## Consigne
Modifiez le passage qui va de la ligne contenant « Trace the outline of every instance of the square » jusqu'à celle contenant « [[[664,93],[664,0],[0,1],[6,93]]] », bornes comprises, en remplaçant « forest » par « woodland » et en laissant tout le reste intact.

## Données fournies
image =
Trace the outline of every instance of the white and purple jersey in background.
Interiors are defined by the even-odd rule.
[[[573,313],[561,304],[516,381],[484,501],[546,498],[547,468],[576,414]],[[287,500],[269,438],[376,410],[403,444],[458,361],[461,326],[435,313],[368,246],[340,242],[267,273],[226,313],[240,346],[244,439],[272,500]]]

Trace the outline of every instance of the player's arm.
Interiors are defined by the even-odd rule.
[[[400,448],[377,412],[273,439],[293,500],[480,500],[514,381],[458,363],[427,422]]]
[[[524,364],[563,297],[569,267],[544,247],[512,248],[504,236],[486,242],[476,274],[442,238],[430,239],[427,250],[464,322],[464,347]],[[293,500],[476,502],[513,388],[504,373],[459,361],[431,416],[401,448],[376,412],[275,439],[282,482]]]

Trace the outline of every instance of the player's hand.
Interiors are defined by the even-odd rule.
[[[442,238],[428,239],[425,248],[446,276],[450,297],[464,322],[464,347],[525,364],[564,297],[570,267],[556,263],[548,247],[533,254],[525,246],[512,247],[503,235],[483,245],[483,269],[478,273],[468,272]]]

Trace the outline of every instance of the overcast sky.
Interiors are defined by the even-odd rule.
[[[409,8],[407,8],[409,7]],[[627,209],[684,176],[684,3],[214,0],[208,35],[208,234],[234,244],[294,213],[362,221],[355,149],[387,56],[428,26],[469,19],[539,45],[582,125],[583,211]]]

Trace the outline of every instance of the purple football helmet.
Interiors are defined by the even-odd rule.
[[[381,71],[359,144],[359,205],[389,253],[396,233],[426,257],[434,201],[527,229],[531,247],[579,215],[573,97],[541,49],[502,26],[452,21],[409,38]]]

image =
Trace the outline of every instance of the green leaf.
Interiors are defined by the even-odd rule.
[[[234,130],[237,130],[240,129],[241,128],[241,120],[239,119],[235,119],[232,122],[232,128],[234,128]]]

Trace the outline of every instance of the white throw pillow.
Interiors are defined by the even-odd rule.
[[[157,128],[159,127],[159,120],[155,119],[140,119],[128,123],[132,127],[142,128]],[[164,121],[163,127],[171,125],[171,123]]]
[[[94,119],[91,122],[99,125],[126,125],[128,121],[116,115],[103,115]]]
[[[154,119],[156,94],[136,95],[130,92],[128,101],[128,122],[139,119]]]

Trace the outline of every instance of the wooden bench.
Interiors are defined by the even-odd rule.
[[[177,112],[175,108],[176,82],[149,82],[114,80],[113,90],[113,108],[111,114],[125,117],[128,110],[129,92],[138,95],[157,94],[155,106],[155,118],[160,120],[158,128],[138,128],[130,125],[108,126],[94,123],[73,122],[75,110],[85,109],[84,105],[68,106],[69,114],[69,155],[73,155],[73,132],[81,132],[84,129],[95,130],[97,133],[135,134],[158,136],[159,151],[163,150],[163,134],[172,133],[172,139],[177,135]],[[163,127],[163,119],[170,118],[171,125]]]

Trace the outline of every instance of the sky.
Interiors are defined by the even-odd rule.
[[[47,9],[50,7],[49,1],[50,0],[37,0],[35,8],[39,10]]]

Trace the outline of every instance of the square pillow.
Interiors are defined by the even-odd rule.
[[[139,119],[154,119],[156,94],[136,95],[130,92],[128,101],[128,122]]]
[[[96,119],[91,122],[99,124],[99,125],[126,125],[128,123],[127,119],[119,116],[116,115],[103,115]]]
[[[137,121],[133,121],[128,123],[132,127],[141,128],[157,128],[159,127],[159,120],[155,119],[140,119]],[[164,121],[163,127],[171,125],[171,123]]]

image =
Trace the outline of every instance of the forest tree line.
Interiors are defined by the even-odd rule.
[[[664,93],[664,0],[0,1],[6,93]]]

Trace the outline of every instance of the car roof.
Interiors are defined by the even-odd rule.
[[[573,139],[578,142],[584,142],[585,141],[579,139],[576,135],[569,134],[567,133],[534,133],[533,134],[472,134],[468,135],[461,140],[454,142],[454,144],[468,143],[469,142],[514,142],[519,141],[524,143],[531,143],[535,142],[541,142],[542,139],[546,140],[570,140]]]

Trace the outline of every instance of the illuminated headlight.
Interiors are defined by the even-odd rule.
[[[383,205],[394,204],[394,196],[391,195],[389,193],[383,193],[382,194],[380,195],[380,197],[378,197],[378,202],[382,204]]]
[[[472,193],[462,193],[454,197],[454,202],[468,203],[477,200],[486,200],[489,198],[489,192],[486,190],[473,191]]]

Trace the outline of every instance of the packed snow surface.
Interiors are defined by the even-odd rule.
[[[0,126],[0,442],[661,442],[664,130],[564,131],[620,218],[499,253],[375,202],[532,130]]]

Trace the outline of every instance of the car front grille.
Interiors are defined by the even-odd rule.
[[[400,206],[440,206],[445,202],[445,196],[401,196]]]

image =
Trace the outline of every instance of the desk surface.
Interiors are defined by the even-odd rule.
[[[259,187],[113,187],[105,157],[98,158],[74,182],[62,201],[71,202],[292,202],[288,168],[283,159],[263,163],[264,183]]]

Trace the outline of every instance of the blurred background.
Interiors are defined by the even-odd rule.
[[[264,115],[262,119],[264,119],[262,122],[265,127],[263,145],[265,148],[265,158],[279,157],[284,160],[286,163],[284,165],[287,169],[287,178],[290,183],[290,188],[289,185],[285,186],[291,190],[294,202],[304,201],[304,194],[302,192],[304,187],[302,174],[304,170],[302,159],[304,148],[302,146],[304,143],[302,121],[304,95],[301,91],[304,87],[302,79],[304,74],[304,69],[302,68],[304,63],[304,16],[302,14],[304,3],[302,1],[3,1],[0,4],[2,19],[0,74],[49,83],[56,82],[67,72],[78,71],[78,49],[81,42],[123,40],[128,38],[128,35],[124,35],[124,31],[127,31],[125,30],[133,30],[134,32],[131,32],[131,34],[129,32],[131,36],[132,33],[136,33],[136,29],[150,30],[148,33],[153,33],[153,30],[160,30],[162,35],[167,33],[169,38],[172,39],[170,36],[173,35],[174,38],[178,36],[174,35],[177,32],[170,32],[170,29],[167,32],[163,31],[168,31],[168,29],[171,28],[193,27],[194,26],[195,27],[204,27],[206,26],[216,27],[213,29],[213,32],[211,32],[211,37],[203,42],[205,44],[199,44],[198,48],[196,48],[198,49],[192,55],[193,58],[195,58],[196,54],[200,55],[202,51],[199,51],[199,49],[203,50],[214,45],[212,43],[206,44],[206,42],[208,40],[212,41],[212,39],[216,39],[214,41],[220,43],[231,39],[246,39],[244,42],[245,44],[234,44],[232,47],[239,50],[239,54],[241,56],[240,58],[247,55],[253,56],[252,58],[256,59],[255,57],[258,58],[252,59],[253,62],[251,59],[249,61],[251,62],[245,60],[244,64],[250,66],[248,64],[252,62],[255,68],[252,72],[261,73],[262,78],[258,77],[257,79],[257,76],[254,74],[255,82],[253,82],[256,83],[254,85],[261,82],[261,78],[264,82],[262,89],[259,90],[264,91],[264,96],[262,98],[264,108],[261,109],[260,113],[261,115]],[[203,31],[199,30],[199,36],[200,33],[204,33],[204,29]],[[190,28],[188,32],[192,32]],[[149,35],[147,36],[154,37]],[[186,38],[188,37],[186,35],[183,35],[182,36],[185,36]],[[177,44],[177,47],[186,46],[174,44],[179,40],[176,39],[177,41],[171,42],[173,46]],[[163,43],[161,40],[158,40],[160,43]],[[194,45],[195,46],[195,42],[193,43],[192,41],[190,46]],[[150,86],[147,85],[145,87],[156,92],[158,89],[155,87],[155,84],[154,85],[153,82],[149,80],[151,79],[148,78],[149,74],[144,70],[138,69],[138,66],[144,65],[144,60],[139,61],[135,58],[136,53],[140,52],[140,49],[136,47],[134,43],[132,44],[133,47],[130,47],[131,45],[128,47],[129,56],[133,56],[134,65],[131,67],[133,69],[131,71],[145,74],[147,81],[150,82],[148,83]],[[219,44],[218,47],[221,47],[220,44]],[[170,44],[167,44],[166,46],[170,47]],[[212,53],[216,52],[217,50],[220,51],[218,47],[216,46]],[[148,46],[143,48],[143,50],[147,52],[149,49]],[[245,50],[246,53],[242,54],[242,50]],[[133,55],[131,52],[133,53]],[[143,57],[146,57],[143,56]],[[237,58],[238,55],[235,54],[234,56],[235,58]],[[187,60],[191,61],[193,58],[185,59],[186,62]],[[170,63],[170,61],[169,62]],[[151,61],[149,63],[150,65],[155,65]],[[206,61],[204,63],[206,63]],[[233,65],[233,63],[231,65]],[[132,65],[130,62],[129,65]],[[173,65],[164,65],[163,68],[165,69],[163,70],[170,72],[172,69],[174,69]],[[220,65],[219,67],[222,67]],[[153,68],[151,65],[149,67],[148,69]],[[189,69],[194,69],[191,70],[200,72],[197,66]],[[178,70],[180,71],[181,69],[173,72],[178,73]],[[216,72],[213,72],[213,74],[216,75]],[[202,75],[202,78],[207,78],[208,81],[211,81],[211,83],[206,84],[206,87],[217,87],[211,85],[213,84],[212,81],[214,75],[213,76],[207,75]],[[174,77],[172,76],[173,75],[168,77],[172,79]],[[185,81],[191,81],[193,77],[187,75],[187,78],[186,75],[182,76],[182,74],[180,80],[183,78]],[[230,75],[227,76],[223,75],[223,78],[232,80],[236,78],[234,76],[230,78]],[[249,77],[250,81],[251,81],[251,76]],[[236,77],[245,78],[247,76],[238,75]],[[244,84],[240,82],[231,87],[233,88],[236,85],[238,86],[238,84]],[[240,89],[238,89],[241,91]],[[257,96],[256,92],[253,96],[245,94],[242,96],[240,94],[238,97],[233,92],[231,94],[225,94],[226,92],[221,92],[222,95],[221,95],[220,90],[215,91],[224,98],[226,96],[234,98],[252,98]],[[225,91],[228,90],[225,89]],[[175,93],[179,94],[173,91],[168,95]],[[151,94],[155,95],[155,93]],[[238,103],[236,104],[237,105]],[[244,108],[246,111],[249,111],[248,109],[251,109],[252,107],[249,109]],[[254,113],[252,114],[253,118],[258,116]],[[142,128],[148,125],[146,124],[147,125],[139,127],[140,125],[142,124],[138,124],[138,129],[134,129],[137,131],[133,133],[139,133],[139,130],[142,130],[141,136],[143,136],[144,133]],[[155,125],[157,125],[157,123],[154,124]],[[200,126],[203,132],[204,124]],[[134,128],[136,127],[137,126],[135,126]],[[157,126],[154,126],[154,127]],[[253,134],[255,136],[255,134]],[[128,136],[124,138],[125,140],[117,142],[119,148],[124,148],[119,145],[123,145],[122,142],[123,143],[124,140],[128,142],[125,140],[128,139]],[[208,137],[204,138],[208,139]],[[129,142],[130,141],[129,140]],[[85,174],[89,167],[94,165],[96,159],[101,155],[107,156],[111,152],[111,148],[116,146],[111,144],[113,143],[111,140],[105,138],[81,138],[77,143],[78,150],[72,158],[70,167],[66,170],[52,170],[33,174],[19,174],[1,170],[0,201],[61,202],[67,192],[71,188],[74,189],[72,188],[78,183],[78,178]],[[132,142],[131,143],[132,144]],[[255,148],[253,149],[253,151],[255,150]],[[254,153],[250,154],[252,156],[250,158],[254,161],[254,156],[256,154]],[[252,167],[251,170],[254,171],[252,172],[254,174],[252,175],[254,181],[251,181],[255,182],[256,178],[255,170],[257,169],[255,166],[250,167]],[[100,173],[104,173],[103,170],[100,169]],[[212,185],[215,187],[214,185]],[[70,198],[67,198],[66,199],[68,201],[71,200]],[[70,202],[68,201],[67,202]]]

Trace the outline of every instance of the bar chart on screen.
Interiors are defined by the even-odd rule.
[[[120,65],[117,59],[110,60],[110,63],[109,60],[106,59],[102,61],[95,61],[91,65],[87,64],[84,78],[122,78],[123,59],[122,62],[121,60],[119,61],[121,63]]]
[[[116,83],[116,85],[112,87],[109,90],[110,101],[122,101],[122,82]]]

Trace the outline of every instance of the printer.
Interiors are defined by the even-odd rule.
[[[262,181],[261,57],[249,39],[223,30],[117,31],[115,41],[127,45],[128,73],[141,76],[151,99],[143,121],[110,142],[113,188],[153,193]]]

## Réponse
Trace the outline of every instance of the square pillow.
Interiors are defined by the even-odd rule.
[[[139,119],[154,119],[156,94],[136,95],[130,92],[128,101],[128,122]]]
[[[96,119],[91,122],[99,124],[99,125],[126,125],[128,123],[127,119],[119,116],[116,115],[103,115]]]
[[[137,121],[133,121],[128,123],[132,127],[141,128],[157,128],[159,127],[159,120],[155,119],[140,119]],[[164,121],[163,127],[171,125],[171,123]]]

image =
Trace the outline of every instance of the woodland tree line.
Interiors are defined by the even-odd rule.
[[[664,93],[664,0],[0,1],[6,93]]]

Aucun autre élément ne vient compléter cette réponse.